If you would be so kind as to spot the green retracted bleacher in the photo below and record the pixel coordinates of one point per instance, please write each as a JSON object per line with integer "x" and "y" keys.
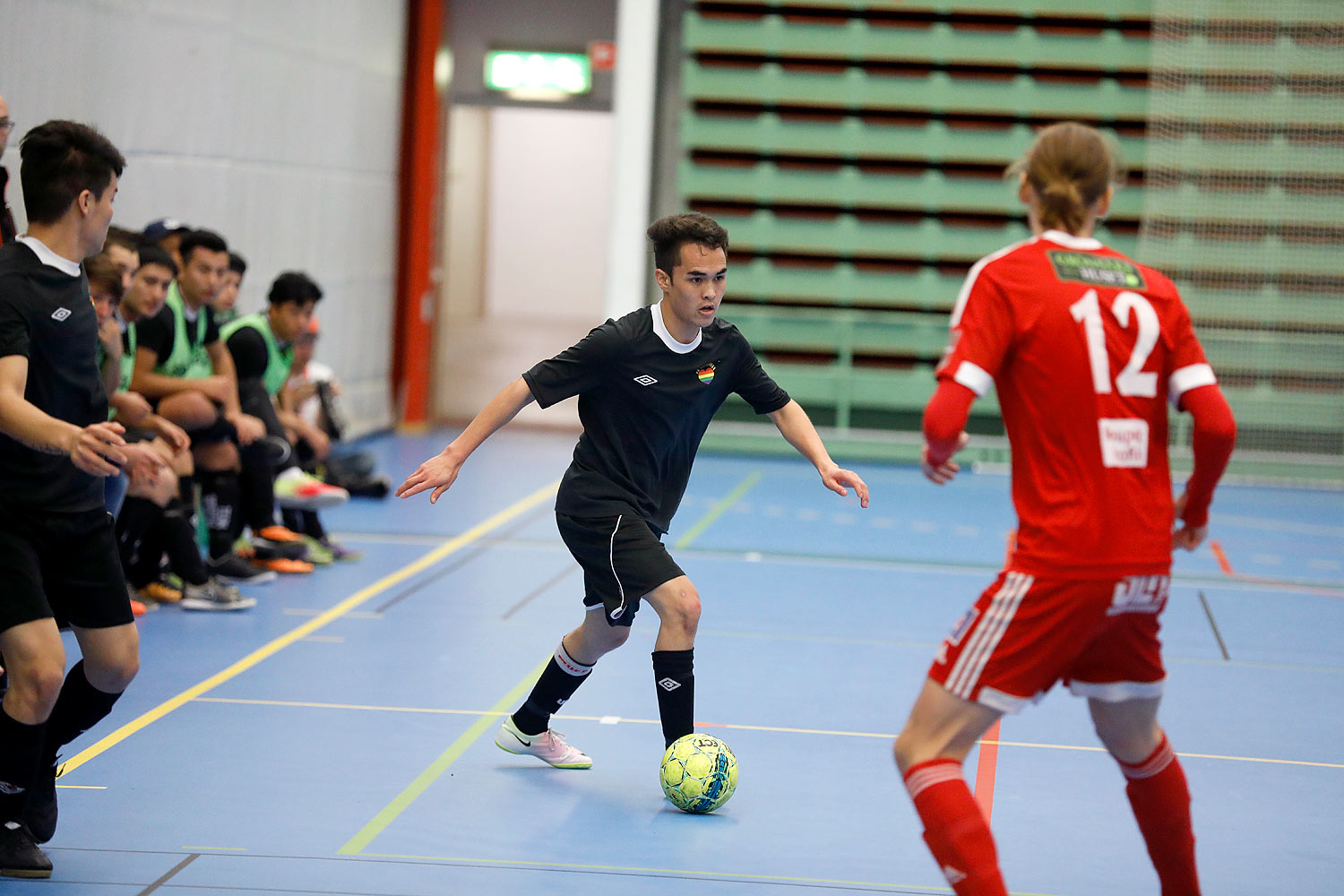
{"x": 855, "y": 153}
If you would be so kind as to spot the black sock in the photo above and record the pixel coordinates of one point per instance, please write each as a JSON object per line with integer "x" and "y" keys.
{"x": 558, "y": 683}
{"x": 134, "y": 522}
{"x": 179, "y": 540}
{"x": 187, "y": 490}
{"x": 220, "y": 503}
{"x": 257, "y": 484}
{"x": 674, "y": 672}
{"x": 78, "y": 708}
{"x": 21, "y": 758}
{"x": 293, "y": 520}
{"x": 312, "y": 525}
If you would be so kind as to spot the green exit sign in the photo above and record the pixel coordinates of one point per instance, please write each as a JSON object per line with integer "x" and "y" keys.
{"x": 542, "y": 73}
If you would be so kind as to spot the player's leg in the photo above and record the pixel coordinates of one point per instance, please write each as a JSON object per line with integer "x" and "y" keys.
{"x": 86, "y": 587}
{"x": 34, "y": 659}
{"x": 940, "y": 732}
{"x": 1121, "y": 675}
{"x": 1156, "y": 788}
{"x": 677, "y": 605}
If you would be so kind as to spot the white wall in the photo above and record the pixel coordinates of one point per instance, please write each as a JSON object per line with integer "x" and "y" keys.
{"x": 274, "y": 123}
{"x": 542, "y": 180}
{"x": 550, "y": 187}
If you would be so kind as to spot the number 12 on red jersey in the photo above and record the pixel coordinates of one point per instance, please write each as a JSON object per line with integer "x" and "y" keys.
{"x": 1124, "y": 441}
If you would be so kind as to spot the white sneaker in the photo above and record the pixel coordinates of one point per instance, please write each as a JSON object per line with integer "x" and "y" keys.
{"x": 548, "y": 745}
{"x": 214, "y": 595}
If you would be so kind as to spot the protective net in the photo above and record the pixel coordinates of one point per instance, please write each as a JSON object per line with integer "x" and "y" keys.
{"x": 1244, "y": 207}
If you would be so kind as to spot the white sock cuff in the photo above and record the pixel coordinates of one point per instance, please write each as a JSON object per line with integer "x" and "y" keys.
{"x": 569, "y": 664}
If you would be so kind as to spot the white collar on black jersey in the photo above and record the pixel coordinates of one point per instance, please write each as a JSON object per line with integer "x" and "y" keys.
{"x": 48, "y": 257}
{"x": 661, "y": 330}
{"x": 1069, "y": 241}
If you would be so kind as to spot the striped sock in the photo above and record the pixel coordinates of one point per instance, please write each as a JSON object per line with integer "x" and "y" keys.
{"x": 954, "y": 828}
{"x": 559, "y": 680}
{"x": 1160, "y": 798}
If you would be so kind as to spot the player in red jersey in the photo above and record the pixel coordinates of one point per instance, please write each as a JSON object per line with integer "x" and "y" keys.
{"x": 1085, "y": 349}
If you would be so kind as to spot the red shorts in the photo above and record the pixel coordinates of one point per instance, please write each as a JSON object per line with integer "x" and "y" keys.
{"x": 1026, "y": 633}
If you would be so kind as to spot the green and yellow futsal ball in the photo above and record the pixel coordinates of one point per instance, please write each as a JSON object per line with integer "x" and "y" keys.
{"x": 699, "y": 772}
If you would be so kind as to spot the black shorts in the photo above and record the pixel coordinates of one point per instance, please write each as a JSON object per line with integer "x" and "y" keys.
{"x": 623, "y": 560}
{"x": 61, "y": 565}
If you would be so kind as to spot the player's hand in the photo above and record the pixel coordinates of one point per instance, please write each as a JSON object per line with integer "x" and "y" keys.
{"x": 249, "y": 427}
{"x": 109, "y": 333}
{"x": 171, "y": 433}
{"x": 836, "y": 478}
{"x": 1185, "y": 536}
{"x": 99, "y": 449}
{"x": 437, "y": 473}
{"x": 131, "y": 406}
{"x": 142, "y": 462}
{"x": 943, "y": 471}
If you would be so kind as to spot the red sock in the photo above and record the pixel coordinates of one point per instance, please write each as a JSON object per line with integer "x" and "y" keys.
{"x": 954, "y": 828}
{"x": 1160, "y": 798}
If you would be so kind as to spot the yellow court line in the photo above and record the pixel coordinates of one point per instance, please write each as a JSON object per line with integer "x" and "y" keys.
{"x": 734, "y": 727}
{"x": 717, "y": 511}
{"x": 435, "y": 769}
{"x": 453, "y": 544}
{"x": 722, "y": 874}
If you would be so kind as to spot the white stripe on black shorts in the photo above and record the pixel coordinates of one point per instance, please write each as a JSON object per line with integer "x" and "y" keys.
{"x": 623, "y": 560}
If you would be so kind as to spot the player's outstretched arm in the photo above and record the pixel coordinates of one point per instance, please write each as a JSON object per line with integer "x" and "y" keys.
{"x": 94, "y": 449}
{"x": 796, "y": 427}
{"x": 1214, "y": 437}
{"x": 441, "y": 470}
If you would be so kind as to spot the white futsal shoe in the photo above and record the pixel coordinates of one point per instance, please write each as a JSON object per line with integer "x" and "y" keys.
{"x": 548, "y": 745}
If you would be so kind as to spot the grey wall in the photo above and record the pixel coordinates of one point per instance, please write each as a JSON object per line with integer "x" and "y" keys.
{"x": 276, "y": 123}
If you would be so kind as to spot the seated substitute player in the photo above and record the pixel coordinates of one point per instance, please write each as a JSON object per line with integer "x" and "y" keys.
{"x": 1083, "y": 347}
{"x": 183, "y": 367}
{"x": 648, "y": 386}
{"x": 58, "y": 555}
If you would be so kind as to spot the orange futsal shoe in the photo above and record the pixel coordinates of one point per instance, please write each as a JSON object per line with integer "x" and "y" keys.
{"x": 281, "y": 564}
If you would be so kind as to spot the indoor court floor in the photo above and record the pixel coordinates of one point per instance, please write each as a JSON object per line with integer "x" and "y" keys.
{"x": 339, "y": 737}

════════════════

AIM OF THE TASK ::
Rewrite the listing above, replacing every "If you would be so kind as to spot" with "Please find" and changing nothing else. Leave the pictures out.

SOLUTION ::
Please find the green retracted bleacher in the photo below and record the pixel coordinates of one point per instance, please write each as a JSON object per line with integer "x" and "y" keys.
{"x": 855, "y": 153}
Please find the black sock in the photo above and record the pixel coordinates of one point per instance, please write each as a JSON object per line with integer "x" and "y" keys.
{"x": 558, "y": 683}
{"x": 134, "y": 522}
{"x": 179, "y": 540}
{"x": 187, "y": 490}
{"x": 220, "y": 503}
{"x": 257, "y": 484}
{"x": 674, "y": 672}
{"x": 78, "y": 708}
{"x": 21, "y": 758}
{"x": 293, "y": 520}
{"x": 312, "y": 525}
Please find the green exit sign in the photo above and record the pixel coordinates of one point per instance, please write each as a JSON object per line with integer "x" and "y" keys.
{"x": 542, "y": 73}
Please find the player's leg in the photo above and record the pixel coordinates of one point per instance, please write each as a JSON object per line with integer "x" and "y" keys.
{"x": 86, "y": 587}
{"x": 34, "y": 659}
{"x": 940, "y": 732}
{"x": 1121, "y": 675}
{"x": 1156, "y": 788}
{"x": 677, "y": 605}
Please find the white wall in the photo above and record the pixel coordinates of one point per instance, please write each as a JSON object per line with integer "x" and "y" keys.
{"x": 274, "y": 123}
{"x": 542, "y": 180}
{"x": 550, "y": 187}
Please find the number 12 on red jersey in the photo above and record the pixel coordinates of one point per instance, please write each as a JSON object per line with integer "x" and "y" keys.
{"x": 1124, "y": 441}
Please find the white sneaker in the photo above and record the pixel coordinates of one point per instance, please write each as a JSON object per line with integer "x" and "y" keys.
{"x": 548, "y": 745}
{"x": 214, "y": 595}
Please find the protective net in the photo above and record the pixel coordinates of one point per instance, please write each as a JSON object per line with integer "x" and "y" keys.
{"x": 1244, "y": 207}
Please find the white sock cuff in the photo above and record the pixel coordinates of one point per instance, please write each as a JSON object per line with integer "x" and "y" keys.
{"x": 569, "y": 664}
Please find the white collar on black jersey in the photo above and record the pixel coordinates of one point per instance, please write each as a JSON object per line with integer "x" and "y" keys.
{"x": 48, "y": 257}
{"x": 661, "y": 330}
{"x": 1069, "y": 241}
Please find the striped sock in the photo above and record the pixel coordinates of one point per instance, please write each as a JSON object per line with integer "x" and "y" keys.
{"x": 954, "y": 828}
{"x": 559, "y": 680}
{"x": 1160, "y": 798}
Please find the player in red jersey in the photo above and record the pixel coordinates of one point per instance, please write each as a JSON object per line with integer "x" and "y" keys.
{"x": 1085, "y": 349}
Please find the red shorts in the photo above and record the pixel coordinates of one point per instance, please write each as a JSON object per line with integer "x" and "y" keys.
{"x": 1026, "y": 633}
Please find the green and yellow futsal ball in the photo above and record the pixel coordinates of one point per instance, please write each as a JSON object per line with integer "x" and "y" keys.
{"x": 699, "y": 772}
Please find the black shorts in the photo above and record the pixel coordinates of one point per instance, please write each as a JSON object per line with integer "x" and "y" keys.
{"x": 623, "y": 560}
{"x": 61, "y": 565}
Please find the player's hand in the photo above and record the pixel coordinates of one point per instance, please write each as a JSON object per line with integer "x" and "y" keys.
{"x": 249, "y": 427}
{"x": 109, "y": 333}
{"x": 171, "y": 433}
{"x": 836, "y": 478}
{"x": 1185, "y": 536}
{"x": 99, "y": 449}
{"x": 437, "y": 473}
{"x": 131, "y": 406}
{"x": 142, "y": 462}
{"x": 943, "y": 471}
Please find the red sock in the photo above and record the pixel coordinates of one point per instance, please write each as a JSON object per line with integer "x" and "y" keys.
{"x": 954, "y": 828}
{"x": 1160, "y": 798}
Please find the yellow court line in the photo above and record the pixel coordinates of one point per instance, please write each as a JSON object per line with integer "x" and "y" keys.
{"x": 734, "y": 727}
{"x": 717, "y": 511}
{"x": 435, "y": 769}
{"x": 453, "y": 544}
{"x": 722, "y": 874}
Please find the white stripe on black shorts in the photo above and record the pixel coordinates of one point per instance, please write each as a JSON object per line with integer "x" and "y" keys.
{"x": 623, "y": 560}
Please find the player's outstretched arm in the photo above and record the pixel coordinates of one point per instance, please write each as a JSON object per line with integer "x" and "y" keys.
{"x": 94, "y": 449}
{"x": 796, "y": 427}
{"x": 1214, "y": 437}
{"x": 441, "y": 470}
Please find the white futsal shoe in the photo above and record the pixel coordinates of one point per instance, please write each as a JSON object per line with integer "x" and "y" keys.
{"x": 548, "y": 745}
Please find the grey wall in the photo above and record the pixel coordinates of one point per instance, please write each as a JSON object per line with integer "x" and "y" keys.
{"x": 276, "y": 123}
Please find the seated substitute player in the photo above and record the pixel coordinates of one point per instance, please write each as a JSON object per line with integer "x" and "y" keys.
{"x": 1083, "y": 347}
{"x": 183, "y": 367}
{"x": 648, "y": 386}
{"x": 58, "y": 555}
Please find the orange futsal shoe in the photo above and record the pixel coordinates of one point per instance, please write each as a JSON object per line with integer "x" and "y" keys.
{"x": 281, "y": 564}
Please find the indoor court floor in the photo above and record the pixel coordinates of one point per instance, please write each as a JSON object per line with integer "x" and "y" keys.
{"x": 339, "y": 737}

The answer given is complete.